> DATA RECORDS:
◆ ◆ ◆
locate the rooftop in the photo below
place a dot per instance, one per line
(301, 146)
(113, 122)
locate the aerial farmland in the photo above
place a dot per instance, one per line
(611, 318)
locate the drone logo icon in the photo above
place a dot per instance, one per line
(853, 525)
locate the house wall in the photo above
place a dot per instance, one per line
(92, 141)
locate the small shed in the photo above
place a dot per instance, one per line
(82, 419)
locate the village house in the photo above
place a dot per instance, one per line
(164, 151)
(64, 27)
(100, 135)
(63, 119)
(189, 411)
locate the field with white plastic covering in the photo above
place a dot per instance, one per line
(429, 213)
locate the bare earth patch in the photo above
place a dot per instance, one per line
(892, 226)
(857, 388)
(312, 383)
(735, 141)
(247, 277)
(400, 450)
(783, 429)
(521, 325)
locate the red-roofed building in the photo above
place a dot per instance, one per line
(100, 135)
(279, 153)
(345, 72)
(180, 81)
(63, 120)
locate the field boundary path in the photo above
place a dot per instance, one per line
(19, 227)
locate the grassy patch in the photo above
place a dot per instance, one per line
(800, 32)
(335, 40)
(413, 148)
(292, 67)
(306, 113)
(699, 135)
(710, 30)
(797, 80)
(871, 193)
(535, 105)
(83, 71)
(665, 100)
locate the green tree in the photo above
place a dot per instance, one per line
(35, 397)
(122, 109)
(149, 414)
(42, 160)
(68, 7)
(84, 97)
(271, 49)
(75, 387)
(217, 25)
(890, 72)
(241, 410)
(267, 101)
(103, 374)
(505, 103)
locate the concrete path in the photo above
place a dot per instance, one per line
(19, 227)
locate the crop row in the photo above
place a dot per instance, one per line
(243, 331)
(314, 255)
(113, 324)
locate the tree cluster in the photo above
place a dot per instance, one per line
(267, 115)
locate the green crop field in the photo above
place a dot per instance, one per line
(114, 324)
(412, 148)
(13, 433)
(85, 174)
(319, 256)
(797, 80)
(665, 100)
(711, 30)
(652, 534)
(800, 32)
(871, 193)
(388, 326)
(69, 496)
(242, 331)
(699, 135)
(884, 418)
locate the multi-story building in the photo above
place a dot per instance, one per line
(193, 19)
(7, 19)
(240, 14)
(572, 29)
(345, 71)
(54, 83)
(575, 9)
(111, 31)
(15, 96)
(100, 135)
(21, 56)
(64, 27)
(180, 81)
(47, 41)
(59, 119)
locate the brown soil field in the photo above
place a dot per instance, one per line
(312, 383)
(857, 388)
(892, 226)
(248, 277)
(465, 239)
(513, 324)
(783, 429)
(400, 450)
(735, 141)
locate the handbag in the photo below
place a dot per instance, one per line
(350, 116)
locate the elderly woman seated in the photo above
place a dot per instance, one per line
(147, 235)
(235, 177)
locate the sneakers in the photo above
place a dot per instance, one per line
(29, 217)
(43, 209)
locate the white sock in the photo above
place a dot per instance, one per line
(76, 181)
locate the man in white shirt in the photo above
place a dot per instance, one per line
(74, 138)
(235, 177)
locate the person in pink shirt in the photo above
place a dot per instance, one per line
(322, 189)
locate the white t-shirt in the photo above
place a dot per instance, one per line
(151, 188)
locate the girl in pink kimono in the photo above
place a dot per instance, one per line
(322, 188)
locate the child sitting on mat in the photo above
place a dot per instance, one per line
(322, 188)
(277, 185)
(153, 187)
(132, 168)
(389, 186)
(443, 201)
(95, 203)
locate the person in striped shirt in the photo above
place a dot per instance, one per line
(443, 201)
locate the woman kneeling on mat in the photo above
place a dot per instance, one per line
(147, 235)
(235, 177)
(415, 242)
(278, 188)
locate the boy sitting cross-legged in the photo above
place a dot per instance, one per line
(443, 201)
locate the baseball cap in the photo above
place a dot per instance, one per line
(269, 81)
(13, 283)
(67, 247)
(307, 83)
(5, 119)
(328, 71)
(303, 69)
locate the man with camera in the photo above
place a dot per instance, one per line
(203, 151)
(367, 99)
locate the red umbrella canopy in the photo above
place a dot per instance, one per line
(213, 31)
◆ ◆ ◆
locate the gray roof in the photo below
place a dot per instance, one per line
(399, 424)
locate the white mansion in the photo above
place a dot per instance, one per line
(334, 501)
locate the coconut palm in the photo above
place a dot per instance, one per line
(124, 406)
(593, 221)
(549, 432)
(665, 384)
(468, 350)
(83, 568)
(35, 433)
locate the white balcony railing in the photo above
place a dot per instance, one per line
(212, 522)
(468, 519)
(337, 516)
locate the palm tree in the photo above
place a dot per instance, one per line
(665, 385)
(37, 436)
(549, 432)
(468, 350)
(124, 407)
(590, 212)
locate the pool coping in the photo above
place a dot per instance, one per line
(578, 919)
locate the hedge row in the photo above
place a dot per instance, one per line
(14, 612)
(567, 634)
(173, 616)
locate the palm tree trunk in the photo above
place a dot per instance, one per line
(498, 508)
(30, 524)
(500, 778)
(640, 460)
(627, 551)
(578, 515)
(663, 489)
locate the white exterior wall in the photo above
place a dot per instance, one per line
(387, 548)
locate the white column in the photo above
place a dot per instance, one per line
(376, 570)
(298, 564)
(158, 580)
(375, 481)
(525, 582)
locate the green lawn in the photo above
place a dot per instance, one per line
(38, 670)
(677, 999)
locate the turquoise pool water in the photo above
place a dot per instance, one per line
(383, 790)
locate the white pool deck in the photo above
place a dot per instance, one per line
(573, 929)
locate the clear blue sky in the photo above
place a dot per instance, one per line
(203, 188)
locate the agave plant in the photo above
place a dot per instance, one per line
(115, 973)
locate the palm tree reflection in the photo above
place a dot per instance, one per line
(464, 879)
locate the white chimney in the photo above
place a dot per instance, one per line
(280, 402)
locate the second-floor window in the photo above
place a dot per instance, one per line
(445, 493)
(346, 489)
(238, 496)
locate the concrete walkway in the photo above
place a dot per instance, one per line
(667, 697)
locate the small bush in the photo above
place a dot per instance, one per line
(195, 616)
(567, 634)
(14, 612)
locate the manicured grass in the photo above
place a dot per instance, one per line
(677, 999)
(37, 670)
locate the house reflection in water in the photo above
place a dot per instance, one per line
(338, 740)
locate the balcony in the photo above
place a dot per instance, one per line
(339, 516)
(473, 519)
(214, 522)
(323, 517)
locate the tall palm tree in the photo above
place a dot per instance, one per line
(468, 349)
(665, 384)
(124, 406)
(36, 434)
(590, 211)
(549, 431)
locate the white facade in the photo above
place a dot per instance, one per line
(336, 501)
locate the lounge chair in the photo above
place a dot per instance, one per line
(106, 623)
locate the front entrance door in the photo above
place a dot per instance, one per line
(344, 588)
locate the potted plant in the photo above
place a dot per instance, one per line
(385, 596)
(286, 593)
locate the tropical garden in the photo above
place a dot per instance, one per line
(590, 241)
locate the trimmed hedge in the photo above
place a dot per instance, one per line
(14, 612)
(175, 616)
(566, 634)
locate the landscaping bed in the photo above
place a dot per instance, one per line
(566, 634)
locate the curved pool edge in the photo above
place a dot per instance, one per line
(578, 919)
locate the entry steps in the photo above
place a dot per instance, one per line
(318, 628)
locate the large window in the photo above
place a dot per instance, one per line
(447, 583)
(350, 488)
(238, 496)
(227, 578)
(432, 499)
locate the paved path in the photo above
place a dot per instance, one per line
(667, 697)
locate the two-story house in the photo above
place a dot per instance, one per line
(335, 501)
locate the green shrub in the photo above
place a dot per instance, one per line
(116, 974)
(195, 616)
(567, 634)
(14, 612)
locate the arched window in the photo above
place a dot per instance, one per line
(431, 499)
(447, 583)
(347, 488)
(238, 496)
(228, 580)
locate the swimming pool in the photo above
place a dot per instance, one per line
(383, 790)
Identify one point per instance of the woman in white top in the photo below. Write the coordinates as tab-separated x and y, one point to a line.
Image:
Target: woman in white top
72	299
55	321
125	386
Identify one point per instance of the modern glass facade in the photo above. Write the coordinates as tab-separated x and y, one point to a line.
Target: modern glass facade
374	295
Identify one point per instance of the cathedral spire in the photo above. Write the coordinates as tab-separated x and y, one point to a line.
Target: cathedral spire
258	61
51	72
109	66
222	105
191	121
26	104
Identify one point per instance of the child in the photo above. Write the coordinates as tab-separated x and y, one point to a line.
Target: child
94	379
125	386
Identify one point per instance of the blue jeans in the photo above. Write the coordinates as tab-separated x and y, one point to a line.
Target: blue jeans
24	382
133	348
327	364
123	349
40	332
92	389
◆ ◆ ◆
> WHAT THE EXERCISE ASKS: Starting at the line that has "locate the paved path in the photo above" and ending at the line that has "Identify one point per instance of the cathedral", please write out the lines above exactly, leaving out all others.

> ANSWER TO THE EXERCISE:
locate the paved path in the photo above
place a dot per instance, one per line
(667, 697)
locate the two-story house in the photo above
place a dot per instance, one per line
(335, 501)
locate the green shrub in the photo above
place a dot per instance, one per line
(116, 974)
(195, 616)
(567, 634)
(14, 612)
locate the arched window in the photo above
place a dot per instance, one per line
(431, 499)
(447, 583)
(347, 488)
(238, 496)
(228, 580)
locate the swimming pool in the photo above
place a dot per instance, one per line
(383, 790)
Identify one point per instance of the woman in white top in the photo below. Write the coordinates as tab-separated x and y, one point to a line.
Image:
Target: woman in white top
72	299
55	321
125	386
Identify one point per instance of the modern glass facade in the photo above. Write the coordinates as tab-separated x and y, one point to a line.
Target: modern glass facade
374	295
Identify one point per instance of the cathedral spire in the photo above. Write the coordinates as tab-separated x and y, one point to a line.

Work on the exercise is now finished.